PROBLEM DETAILS
Render the stretch from the line containing "[pin] beige coat" through the end of the entries as a Markdown table with two columns, Row and Line. Skip blank lines, and put each remaining line in order under Line with its running number under Row.

>> BEGIN RECORDS FOR THE EXERCISE

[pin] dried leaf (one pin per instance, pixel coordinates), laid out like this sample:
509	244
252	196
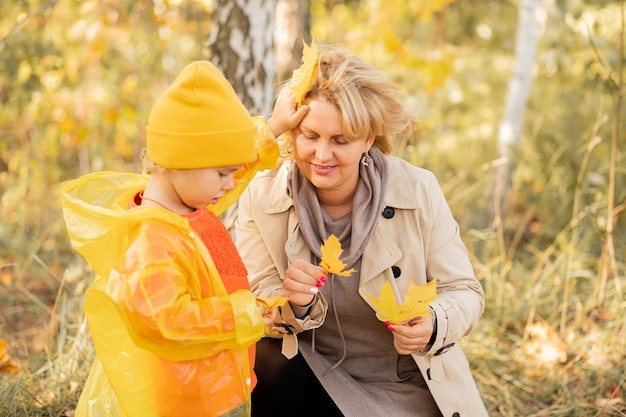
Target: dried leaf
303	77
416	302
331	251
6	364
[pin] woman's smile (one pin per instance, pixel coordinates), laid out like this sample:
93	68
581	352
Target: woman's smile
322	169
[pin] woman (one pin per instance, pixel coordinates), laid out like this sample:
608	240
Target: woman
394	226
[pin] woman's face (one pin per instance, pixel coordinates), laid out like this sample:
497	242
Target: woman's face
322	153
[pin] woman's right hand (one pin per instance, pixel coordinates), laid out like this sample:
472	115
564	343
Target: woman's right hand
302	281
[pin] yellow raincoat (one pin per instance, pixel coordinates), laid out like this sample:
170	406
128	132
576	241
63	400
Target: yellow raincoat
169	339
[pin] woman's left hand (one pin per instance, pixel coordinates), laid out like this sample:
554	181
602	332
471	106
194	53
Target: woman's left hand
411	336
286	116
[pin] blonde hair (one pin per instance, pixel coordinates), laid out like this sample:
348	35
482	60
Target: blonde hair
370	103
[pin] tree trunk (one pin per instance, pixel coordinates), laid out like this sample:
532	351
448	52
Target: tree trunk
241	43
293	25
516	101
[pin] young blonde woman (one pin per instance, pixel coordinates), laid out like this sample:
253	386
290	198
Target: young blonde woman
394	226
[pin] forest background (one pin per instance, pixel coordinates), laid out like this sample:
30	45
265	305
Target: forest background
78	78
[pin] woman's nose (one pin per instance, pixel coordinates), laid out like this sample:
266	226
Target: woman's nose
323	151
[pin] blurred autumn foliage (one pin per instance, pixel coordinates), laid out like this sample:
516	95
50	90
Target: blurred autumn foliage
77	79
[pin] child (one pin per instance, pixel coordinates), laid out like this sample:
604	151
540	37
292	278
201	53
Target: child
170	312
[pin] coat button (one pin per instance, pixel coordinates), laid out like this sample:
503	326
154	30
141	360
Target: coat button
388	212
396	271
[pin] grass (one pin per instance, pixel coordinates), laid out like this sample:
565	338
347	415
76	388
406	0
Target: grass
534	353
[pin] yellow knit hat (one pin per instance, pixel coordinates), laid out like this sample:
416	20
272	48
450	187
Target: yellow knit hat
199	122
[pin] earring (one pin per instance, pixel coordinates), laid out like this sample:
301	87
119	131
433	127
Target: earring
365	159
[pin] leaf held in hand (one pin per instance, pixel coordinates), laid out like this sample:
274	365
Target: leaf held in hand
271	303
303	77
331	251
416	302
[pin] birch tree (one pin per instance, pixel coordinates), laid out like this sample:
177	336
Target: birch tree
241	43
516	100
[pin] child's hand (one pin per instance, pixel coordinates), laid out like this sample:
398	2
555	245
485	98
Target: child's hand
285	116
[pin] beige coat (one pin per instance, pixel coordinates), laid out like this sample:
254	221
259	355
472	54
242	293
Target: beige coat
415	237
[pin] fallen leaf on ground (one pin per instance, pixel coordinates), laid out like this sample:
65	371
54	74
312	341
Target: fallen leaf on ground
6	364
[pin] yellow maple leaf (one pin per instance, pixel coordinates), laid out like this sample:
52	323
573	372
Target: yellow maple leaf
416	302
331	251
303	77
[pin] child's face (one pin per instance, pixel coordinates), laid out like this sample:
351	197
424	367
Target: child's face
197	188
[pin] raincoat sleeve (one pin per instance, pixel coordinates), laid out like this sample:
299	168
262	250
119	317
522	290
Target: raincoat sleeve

>> END RECORDS FOR THE EXERCISE

PROBLEM SOLUTION
| Row | Line |
|---|---|
| 1 | [pin] beige coat (one pin per instance, pixel coordinates), laid out like this sample: |
| 2 | 254	221 |
| 3 | 259	355 |
| 4 | 472	54 |
| 5 | 242	293 |
| 6 | Target: beige coat |
| 7 | 415	237 |
| 8 | [pin] fallen leaf on ground (one pin per instance, pixel coordinates), laid out like this sample: |
| 9 | 65	371 |
| 10 | 54	74 |
| 11 | 312	341 |
| 12 | Target: fallen leaf on ground |
| 13 | 6	364 |
| 14 | [pin] yellow maple leaf (one pin per instance, pixel coordinates), laid out like this sample: |
| 15 | 52	323 |
| 16 | 573	372 |
| 17 | Target: yellow maple leaf |
| 18 | 416	302 |
| 19 | 331	251 |
| 20 | 303	77 |
| 21 | [pin] child's face (one pin per instance, pixel coordinates), laid out like this sample: |
| 22 | 351	197 |
| 23 | 424	367 |
| 24 | Target: child's face |
| 25 | 197	188 |
| 26 | [pin] raincoat sleeve (one pin per instance, pixel coordinates), laid out like this sample: |
| 27 | 299	168 |
| 28 | 262	250 |
| 29 | 119	317 |
| 30 | 522	290 |
| 31 | Target: raincoat sleeve |